- Requirement -
Beginning at the line that contains "Wildlife-survey input: mark every instance of the airport" and ending at the last line of the entries, write out each line exactly; include nothing outside that span.
** Start of Entries supplied **
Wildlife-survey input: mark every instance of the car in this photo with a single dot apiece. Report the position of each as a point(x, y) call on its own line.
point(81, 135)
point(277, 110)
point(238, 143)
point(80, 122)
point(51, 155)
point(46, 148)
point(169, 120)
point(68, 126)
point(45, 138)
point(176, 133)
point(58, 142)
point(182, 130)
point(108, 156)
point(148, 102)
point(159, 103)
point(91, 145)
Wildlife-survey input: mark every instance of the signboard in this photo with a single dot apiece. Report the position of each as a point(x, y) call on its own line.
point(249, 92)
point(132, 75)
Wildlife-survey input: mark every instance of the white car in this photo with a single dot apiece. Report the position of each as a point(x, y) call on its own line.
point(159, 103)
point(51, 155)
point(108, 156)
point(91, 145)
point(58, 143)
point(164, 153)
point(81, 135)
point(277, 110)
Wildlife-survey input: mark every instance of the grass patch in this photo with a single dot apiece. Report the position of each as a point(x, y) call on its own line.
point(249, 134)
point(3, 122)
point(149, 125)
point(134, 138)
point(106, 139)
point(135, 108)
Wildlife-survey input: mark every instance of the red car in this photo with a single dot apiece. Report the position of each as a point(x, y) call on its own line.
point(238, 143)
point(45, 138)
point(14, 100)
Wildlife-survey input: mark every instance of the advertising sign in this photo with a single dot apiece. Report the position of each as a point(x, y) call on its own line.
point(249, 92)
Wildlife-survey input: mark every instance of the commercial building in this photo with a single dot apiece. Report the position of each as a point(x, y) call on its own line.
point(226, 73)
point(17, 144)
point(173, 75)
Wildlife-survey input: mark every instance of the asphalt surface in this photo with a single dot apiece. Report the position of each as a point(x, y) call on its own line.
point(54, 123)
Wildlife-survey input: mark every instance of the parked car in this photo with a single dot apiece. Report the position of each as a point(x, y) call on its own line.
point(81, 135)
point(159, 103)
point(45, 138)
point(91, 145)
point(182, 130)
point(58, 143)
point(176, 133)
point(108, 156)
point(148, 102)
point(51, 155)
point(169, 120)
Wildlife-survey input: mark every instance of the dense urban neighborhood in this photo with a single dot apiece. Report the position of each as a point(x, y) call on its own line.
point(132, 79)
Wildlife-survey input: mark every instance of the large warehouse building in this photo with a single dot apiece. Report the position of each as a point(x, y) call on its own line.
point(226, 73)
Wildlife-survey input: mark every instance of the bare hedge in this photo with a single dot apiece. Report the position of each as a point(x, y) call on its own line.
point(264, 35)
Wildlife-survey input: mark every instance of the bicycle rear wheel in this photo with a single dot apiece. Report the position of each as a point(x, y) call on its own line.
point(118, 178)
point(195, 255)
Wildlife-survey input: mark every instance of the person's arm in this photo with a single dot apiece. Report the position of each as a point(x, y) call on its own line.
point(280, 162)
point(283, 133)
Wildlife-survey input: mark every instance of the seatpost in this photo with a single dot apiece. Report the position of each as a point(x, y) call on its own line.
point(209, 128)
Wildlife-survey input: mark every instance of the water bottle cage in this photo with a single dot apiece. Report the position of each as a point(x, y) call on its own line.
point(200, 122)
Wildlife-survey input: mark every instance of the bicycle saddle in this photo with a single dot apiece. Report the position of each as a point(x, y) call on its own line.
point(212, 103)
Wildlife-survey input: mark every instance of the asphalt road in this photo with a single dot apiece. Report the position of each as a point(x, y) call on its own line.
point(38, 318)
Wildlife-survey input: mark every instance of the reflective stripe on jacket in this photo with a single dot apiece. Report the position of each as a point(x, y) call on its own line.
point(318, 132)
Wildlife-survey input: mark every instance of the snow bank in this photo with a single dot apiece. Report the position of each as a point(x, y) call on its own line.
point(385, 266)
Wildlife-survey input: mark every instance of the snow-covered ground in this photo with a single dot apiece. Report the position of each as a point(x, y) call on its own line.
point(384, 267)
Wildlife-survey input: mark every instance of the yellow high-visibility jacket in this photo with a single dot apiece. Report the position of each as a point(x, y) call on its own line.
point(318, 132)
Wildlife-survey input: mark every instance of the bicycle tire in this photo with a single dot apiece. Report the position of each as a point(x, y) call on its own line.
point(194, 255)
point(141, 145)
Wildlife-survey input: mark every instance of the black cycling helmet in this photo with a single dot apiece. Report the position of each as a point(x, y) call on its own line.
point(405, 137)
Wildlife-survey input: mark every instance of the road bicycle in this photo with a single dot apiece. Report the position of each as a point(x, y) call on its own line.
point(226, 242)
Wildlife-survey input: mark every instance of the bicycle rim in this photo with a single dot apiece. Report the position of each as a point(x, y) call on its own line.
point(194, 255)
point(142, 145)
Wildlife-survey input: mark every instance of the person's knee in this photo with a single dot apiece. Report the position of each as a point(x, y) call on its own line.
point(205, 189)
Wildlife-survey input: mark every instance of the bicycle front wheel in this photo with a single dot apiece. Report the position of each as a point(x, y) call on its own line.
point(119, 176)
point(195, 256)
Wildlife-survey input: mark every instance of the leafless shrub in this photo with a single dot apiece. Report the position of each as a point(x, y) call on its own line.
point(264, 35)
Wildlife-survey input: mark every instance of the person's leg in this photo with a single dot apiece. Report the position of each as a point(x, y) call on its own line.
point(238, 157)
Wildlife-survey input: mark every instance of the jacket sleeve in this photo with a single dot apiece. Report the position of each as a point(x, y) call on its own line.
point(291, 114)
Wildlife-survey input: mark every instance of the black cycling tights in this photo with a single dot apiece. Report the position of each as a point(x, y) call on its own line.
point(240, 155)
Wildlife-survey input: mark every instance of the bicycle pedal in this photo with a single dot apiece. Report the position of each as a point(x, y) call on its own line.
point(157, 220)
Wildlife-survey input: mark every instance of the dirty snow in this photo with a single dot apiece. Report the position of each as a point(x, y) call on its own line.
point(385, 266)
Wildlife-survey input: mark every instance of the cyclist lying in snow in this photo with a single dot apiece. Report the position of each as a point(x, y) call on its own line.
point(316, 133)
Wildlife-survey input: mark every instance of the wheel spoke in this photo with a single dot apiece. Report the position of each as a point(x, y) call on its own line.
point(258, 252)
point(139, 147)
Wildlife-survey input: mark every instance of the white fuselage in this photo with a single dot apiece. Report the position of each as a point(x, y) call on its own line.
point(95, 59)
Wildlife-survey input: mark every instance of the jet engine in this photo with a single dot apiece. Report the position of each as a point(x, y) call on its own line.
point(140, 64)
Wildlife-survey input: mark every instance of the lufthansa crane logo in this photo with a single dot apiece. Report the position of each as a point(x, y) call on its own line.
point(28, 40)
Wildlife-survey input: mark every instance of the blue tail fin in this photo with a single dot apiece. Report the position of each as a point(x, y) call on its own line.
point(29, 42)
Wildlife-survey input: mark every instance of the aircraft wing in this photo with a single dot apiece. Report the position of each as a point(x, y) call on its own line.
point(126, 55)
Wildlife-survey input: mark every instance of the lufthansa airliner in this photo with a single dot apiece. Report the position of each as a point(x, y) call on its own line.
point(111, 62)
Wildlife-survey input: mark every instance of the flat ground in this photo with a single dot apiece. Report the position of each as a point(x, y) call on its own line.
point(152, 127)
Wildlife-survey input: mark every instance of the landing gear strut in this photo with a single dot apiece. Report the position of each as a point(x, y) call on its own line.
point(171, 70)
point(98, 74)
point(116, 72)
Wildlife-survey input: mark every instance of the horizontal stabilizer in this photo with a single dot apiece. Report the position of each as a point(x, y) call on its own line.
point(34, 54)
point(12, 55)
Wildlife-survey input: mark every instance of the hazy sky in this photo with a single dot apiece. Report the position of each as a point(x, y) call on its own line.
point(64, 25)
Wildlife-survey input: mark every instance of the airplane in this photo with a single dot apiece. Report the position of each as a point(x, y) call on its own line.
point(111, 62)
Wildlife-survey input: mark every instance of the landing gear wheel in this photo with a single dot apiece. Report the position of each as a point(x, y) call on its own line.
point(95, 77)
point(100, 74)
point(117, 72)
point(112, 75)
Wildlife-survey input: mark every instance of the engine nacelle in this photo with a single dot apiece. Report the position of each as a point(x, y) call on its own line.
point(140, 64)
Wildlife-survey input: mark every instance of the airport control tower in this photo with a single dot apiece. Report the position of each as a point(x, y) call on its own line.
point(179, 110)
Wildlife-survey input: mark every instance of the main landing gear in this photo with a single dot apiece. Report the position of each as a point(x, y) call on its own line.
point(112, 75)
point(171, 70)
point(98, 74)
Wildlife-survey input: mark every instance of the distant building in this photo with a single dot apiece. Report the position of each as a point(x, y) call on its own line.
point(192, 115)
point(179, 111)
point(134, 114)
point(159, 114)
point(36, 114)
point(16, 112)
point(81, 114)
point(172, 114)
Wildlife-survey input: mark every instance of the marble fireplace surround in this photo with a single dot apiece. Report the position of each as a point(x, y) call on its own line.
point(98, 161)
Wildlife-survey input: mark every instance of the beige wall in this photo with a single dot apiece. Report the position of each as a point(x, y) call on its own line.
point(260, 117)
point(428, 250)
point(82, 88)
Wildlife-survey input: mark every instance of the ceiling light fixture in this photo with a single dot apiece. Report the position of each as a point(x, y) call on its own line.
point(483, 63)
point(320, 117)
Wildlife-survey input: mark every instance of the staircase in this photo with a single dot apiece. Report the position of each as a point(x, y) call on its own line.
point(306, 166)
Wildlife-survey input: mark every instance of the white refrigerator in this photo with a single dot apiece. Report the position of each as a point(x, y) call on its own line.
** End of Entries supplied **
- Worked solution -
Wildlife-survey input: mark every instance of the airport control tower in this photo with a single dot apiece. Report the position of each as a point(x, y) call on its own line.
point(179, 110)
Wildlife-survey input: mark every instance of the main landing gear in this photo with a single dot apiece. Report the position of each as a point(x, y) call on its own line.
point(112, 75)
point(171, 70)
point(98, 74)
Wildlife-survey input: mark every instance of the distant building in this photo with a single dot apiece. Report the position of each as a point(x, y) call on its own line.
point(192, 115)
point(179, 111)
point(134, 114)
point(159, 114)
point(36, 114)
point(16, 112)
point(81, 114)
point(172, 114)
Wildlife-survey input: mark every instance of the marble fireplace surround in this photo with a single dot apiece. Report the position of each as a point(x, y) call on its own line.
point(98, 161)
Wildlife-survey input: mark every instance of the beige wall in this photo with a single dot apiece. Report the position of each as a point(x, y) call on its own line.
point(260, 117)
point(428, 250)
point(82, 88)
Wildlife-survey input: mark every instance of the ceiling light fixture in this photo with a single dot apiece. Report the position of each as a point(x, y) call on its own line.
point(483, 63)
point(320, 117)
Wildlife-survey input: mark every instance of the staircase in this photo with a single dot apiece. Report the position of each as a point(x, y) call on its own line.
point(306, 166)
Wildlife-survey input: mark every instance of the white refrigerator in this photo with a single dot apiece. Report the position of each as a point(x, y) call on its own line.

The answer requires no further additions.